» **Task brief**: Reproduce every line of the material below verbatim, without any changes.

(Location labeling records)
▼

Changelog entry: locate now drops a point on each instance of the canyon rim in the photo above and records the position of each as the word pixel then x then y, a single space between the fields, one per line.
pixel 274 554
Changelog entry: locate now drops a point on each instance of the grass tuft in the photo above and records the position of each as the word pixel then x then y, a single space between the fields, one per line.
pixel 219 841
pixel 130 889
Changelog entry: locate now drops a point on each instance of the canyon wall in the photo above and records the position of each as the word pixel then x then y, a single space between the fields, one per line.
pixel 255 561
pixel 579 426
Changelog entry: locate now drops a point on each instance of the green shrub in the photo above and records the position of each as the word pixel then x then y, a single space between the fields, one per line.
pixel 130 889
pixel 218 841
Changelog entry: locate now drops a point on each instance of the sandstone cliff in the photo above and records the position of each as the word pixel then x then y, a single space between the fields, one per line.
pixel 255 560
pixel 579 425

▲

» **Task result**:
Changelog entry: locate now drops a point on each instance of the canyon rim in the photo above and records the position of each as the word pixel then x then y, a single space between the fields, one per line.
pixel 274 554
Changelog entry: locate now drops a point on each instance of the grass tuft in the photo above and records the position of each as the word pixel then x then y, a single space between the fields, one per line.
pixel 219 841
pixel 130 889
Changelog entry: locate now drops a point on each instance of the canyon wall in the photo above and records the position of each as the word pixel then x then y, a single space between the fields, one per line.
pixel 255 561
pixel 579 426
Changelog entry: locate now drops a point on each instance of the green shrub in the photo above and records the position of each as the word pixel then x then y, a single space between the fields, one per line.
pixel 130 889
pixel 218 841
Changelog entry: locate now drops a point on each instance of the sandstone cliff in the photo above and records the position of each as the word pixel then x then y, a single space between the fields, one per line.
pixel 255 560
pixel 579 425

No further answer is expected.